▶ **Prompt**
The number of lines holding the string "lawn" is all that is wanted; count them in the records below.

(Extracted records)
────────

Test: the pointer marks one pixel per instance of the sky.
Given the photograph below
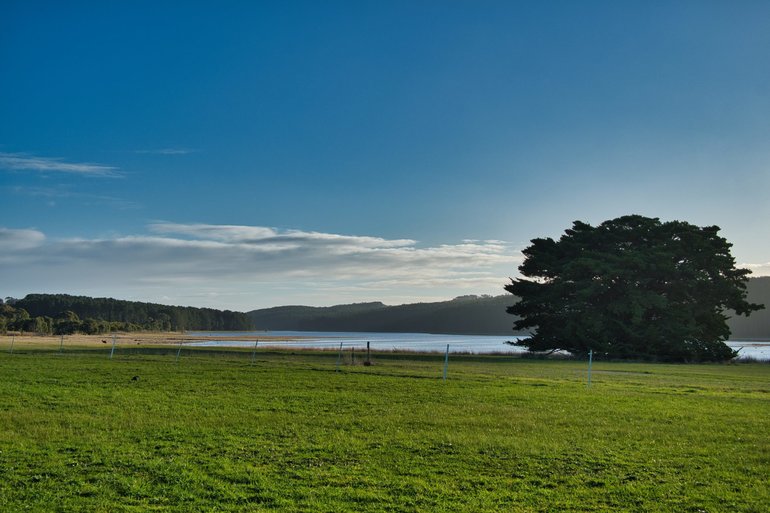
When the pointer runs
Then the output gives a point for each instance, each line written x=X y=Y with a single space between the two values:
x=241 y=155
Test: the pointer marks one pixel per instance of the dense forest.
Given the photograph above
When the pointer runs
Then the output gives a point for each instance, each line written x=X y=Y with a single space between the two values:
x=477 y=315
x=469 y=315
x=65 y=314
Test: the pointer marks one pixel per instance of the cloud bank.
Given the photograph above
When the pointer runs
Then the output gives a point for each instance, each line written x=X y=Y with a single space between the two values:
x=244 y=267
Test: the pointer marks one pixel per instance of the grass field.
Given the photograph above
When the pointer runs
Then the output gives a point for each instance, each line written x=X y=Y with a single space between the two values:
x=216 y=432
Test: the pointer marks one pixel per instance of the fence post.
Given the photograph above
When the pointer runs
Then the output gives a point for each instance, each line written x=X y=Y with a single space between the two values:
x=339 y=358
x=446 y=360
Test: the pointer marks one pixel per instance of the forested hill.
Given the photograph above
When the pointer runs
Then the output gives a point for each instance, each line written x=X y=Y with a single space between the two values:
x=146 y=315
x=476 y=315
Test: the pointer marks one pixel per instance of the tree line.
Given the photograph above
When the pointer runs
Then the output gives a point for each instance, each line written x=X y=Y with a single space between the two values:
x=62 y=314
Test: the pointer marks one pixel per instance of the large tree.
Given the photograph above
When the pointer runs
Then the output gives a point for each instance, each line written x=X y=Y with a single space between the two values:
x=632 y=287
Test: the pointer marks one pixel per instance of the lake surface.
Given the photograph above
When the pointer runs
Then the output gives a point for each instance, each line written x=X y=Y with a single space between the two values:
x=419 y=342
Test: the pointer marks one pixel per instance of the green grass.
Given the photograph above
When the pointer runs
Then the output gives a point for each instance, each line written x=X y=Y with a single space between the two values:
x=288 y=433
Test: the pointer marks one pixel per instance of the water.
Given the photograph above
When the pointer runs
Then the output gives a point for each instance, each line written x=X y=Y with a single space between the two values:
x=419 y=342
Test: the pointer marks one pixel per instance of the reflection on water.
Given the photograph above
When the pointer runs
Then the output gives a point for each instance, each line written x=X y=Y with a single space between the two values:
x=419 y=342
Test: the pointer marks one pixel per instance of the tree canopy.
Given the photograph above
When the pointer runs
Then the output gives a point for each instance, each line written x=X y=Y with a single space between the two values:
x=631 y=287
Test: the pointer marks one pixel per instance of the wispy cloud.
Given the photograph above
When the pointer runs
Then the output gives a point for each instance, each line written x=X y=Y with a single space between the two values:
x=762 y=269
x=261 y=266
x=19 y=240
x=21 y=161
x=56 y=194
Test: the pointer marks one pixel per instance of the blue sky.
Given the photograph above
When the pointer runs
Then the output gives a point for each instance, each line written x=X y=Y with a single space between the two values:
x=249 y=154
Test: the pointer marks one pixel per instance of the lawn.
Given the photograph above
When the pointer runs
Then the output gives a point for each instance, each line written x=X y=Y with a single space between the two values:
x=288 y=432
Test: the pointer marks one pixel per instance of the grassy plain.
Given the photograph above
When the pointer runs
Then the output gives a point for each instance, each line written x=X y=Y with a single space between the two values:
x=287 y=432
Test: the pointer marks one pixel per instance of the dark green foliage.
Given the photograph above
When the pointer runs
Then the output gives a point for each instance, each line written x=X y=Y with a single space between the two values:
x=632 y=287
x=101 y=315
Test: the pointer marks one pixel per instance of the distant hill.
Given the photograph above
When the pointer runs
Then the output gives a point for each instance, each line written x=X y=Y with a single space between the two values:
x=758 y=324
x=146 y=315
x=466 y=315
x=476 y=315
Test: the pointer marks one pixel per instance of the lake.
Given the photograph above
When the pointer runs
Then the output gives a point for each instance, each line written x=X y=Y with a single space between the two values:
x=419 y=342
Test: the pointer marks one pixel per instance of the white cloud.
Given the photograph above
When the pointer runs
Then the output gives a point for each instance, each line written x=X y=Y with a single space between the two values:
x=243 y=267
x=20 y=161
x=19 y=240
x=63 y=193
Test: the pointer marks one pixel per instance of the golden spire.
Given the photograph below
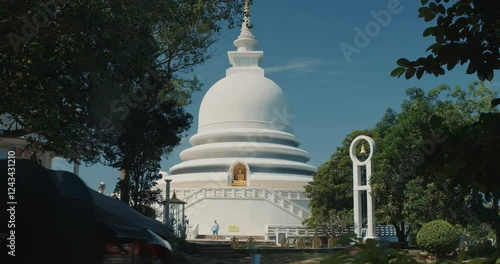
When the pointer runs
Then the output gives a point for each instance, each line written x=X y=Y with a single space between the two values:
x=247 y=7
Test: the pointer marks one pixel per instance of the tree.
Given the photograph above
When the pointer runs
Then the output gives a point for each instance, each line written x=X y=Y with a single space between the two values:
x=73 y=70
x=407 y=195
x=469 y=160
x=465 y=31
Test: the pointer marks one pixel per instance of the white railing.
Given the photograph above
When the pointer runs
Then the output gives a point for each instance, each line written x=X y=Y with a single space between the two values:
x=192 y=232
x=385 y=232
x=245 y=193
x=292 y=194
x=272 y=232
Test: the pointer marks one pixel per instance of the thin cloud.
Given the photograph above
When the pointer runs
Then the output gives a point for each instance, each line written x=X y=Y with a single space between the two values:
x=306 y=65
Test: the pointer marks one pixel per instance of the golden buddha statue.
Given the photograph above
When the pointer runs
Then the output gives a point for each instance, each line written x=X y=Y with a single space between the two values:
x=239 y=179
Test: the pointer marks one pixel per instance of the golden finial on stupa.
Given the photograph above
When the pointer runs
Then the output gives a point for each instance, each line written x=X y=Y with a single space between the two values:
x=247 y=7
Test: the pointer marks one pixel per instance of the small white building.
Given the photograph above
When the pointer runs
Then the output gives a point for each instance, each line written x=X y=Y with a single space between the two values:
x=244 y=168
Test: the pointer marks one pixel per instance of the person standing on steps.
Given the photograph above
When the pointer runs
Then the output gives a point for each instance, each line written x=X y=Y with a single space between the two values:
x=215 y=230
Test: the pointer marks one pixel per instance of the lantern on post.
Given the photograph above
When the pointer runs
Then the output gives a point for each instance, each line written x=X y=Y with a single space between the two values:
x=177 y=218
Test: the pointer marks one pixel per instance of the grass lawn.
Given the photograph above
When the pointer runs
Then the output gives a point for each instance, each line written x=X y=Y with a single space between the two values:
x=275 y=258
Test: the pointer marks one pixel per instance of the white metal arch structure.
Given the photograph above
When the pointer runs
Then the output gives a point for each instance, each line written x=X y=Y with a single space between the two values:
x=358 y=188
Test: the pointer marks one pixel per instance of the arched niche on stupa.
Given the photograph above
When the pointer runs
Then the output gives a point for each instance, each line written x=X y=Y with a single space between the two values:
x=238 y=174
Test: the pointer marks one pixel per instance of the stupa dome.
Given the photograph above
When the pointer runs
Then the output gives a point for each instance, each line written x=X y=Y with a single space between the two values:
x=243 y=100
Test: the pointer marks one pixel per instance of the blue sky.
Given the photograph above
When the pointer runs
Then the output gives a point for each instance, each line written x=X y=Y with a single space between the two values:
x=329 y=94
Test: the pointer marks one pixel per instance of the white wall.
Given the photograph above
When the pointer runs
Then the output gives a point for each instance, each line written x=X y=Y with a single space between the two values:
x=250 y=215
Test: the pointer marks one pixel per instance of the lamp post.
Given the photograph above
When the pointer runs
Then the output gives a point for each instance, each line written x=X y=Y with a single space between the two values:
x=166 y=204
x=101 y=187
x=179 y=215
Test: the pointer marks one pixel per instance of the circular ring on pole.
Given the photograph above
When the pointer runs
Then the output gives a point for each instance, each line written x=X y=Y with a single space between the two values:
x=354 y=146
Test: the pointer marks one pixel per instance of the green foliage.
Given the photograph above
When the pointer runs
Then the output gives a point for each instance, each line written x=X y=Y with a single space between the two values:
x=369 y=252
x=408 y=194
x=438 y=237
x=464 y=31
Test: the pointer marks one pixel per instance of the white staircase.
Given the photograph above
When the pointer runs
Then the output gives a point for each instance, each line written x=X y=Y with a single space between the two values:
x=273 y=197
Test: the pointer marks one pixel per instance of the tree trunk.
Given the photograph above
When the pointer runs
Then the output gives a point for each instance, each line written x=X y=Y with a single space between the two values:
x=496 y=226
x=401 y=234
x=124 y=187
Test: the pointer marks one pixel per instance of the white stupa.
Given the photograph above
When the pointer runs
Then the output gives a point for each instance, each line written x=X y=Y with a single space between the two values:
x=244 y=168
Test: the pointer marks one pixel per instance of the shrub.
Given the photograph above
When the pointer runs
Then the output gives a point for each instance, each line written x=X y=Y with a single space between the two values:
x=438 y=237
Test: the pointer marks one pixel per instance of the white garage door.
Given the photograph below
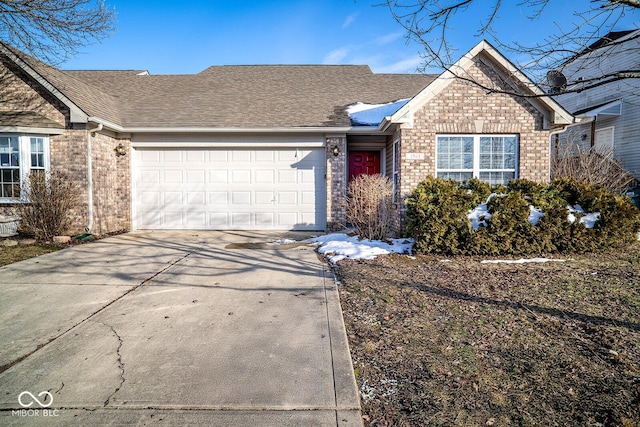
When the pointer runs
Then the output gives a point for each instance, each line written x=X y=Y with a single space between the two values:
x=232 y=189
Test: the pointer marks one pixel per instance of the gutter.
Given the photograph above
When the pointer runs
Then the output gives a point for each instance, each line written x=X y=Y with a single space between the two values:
x=157 y=129
x=90 y=134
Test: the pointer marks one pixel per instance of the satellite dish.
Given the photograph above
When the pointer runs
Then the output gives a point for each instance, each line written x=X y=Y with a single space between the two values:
x=557 y=81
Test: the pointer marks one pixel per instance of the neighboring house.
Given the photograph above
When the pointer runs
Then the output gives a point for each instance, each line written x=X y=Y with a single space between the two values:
x=261 y=147
x=609 y=112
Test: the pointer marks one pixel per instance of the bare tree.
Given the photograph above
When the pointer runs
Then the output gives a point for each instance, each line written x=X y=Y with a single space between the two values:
x=432 y=23
x=572 y=158
x=54 y=30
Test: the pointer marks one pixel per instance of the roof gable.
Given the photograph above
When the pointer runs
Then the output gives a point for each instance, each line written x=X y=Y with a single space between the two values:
x=552 y=111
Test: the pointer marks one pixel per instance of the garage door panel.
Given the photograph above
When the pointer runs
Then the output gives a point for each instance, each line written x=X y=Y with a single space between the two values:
x=264 y=177
x=240 y=219
x=264 y=198
x=195 y=177
x=218 y=198
x=218 y=176
x=241 y=176
x=287 y=177
x=172 y=176
x=230 y=189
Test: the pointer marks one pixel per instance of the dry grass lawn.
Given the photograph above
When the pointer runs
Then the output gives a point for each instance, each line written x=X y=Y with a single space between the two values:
x=462 y=343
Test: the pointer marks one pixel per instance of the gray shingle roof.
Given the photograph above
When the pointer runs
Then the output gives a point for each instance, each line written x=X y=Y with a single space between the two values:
x=252 y=96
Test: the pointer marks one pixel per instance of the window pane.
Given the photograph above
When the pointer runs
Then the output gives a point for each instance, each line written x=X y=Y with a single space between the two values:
x=485 y=145
x=9 y=183
x=37 y=153
x=468 y=161
x=485 y=161
x=509 y=161
x=455 y=160
x=468 y=145
x=510 y=144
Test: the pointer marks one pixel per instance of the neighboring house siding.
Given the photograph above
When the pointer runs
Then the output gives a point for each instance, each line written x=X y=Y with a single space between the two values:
x=463 y=108
x=68 y=154
x=626 y=126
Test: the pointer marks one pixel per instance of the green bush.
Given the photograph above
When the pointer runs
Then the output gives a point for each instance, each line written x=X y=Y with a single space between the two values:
x=437 y=218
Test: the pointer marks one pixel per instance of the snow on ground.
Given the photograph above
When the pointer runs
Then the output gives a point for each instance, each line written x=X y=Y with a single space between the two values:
x=339 y=246
x=588 y=219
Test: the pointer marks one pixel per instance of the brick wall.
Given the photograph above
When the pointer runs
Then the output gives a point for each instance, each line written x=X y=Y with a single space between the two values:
x=111 y=174
x=337 y=183
x=19 y=93
x=464 y=108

────────

▶ **Response for this exercise**
3